+++ RECORD EXTRACTS

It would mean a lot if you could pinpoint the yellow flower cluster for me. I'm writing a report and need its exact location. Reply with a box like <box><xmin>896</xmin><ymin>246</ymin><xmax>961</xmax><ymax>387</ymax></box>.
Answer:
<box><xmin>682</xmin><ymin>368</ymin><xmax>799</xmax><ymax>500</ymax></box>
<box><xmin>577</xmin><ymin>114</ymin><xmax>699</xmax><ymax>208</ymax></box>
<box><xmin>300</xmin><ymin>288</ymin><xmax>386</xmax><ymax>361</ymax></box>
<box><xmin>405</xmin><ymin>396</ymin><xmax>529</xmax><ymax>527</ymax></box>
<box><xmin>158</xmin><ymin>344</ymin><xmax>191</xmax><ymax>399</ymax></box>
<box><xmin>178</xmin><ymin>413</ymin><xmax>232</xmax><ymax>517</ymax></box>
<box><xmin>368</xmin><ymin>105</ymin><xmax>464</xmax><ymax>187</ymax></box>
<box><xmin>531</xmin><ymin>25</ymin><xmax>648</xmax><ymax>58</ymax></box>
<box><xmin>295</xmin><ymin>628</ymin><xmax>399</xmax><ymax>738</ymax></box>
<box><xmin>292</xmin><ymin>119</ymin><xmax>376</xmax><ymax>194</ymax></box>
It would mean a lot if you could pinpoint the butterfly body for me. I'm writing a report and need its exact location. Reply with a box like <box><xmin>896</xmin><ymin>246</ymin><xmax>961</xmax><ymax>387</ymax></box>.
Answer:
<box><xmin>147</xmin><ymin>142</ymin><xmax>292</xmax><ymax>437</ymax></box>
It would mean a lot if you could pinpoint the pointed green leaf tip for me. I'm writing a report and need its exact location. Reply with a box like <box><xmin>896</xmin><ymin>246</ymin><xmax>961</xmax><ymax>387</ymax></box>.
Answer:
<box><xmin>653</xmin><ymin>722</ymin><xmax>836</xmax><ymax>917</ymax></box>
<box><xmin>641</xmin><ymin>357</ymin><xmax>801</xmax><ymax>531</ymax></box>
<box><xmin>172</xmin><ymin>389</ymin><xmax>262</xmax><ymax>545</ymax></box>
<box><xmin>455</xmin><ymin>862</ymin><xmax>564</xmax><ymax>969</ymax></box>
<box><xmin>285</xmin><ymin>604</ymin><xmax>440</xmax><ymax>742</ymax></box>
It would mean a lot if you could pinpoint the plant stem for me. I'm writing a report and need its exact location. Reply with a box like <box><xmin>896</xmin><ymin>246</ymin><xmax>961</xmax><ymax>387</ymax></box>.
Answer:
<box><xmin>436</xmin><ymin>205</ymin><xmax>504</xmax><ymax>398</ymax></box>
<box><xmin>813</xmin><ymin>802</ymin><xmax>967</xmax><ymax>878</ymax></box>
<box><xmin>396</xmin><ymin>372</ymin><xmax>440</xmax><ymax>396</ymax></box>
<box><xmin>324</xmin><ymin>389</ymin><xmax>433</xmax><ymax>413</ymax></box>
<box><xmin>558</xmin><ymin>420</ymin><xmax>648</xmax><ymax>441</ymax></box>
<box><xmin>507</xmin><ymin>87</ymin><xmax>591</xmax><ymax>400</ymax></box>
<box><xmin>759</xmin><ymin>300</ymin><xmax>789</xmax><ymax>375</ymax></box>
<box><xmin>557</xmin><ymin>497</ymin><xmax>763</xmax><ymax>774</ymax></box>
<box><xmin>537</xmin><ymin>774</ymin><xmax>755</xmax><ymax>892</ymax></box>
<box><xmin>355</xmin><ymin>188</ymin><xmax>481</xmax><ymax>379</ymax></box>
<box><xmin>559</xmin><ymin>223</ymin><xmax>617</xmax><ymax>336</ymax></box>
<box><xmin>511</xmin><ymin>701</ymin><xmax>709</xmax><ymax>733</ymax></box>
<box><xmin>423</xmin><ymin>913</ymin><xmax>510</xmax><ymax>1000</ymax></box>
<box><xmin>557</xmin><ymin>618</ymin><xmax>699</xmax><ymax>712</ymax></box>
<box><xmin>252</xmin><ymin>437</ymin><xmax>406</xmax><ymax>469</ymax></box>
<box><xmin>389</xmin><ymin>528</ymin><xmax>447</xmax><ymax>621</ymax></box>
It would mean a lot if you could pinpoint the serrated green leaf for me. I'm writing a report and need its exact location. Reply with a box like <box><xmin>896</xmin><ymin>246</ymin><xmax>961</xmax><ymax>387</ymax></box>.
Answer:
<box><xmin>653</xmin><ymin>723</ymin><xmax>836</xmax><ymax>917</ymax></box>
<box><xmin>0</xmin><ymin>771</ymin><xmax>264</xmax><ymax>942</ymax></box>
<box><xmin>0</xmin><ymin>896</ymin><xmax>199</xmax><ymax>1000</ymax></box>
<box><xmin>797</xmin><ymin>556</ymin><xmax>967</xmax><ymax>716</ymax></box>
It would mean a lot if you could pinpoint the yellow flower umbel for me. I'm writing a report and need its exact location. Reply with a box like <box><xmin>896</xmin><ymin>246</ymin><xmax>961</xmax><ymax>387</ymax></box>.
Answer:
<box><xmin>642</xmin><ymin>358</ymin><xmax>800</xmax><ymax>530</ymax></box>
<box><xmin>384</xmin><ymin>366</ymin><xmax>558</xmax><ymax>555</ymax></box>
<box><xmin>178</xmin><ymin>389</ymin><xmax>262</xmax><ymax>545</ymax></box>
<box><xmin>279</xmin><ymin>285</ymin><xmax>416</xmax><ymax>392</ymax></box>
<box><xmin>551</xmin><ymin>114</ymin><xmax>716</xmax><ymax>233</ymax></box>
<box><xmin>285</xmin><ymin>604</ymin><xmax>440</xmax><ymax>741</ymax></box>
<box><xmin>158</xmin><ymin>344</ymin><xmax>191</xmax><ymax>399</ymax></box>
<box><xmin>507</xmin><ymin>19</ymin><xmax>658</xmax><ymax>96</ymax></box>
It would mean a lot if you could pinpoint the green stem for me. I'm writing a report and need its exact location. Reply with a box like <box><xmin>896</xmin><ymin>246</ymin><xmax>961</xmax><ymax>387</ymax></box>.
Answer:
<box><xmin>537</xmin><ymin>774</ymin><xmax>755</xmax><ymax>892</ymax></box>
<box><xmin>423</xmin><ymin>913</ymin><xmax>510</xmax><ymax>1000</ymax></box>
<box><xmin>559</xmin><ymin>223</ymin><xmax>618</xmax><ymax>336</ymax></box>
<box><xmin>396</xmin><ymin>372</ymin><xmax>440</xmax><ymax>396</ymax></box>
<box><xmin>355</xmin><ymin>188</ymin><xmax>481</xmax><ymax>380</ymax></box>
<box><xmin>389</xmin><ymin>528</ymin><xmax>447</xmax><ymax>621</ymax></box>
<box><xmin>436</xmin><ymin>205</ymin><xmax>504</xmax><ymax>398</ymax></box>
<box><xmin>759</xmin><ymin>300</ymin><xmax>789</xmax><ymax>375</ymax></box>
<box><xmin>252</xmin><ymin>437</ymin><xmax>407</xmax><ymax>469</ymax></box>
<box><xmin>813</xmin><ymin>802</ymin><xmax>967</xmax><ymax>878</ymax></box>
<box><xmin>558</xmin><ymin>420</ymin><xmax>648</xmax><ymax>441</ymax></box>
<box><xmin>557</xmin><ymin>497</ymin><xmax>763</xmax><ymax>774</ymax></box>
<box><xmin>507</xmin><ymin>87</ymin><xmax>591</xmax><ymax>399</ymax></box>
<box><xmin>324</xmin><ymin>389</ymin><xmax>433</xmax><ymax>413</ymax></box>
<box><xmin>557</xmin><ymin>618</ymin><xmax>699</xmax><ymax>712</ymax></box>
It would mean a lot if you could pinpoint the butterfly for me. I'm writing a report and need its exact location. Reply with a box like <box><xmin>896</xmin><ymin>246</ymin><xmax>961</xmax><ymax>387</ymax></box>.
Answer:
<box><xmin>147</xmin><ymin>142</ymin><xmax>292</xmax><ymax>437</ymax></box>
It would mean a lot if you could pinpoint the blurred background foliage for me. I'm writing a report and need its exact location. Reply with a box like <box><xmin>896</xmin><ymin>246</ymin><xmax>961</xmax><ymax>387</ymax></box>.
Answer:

++++++

• _BRIEF_
Write out again, unchanged, the lines above, starting at the line that contains "the butterfly for" and stopping after the last line.

• _OUTPUT FOR THIS EXERCISE_
It would mean a lot if you could pinpoint the butterfly for me. I'm writing a report and need its exact location. Reply with a box like <box><xmin>896</xmin><ymin>246</ymin><xmax>961</xmax><ymax>387</ymax></box>.
Answer:
<box><xmin>147</xmin><ymin>142</ymin><xmax>292</xmax><ymax>437</ymax></box>
It would mean a lot if you could pinpoint the blurred background foliage for me. I'm writing a report and need its exact location. Reply with a box like <box><xmin>896</xmin><ymin>246</ymin><xmax>961</xmax><ymax>387</ymax></box>.
Answer:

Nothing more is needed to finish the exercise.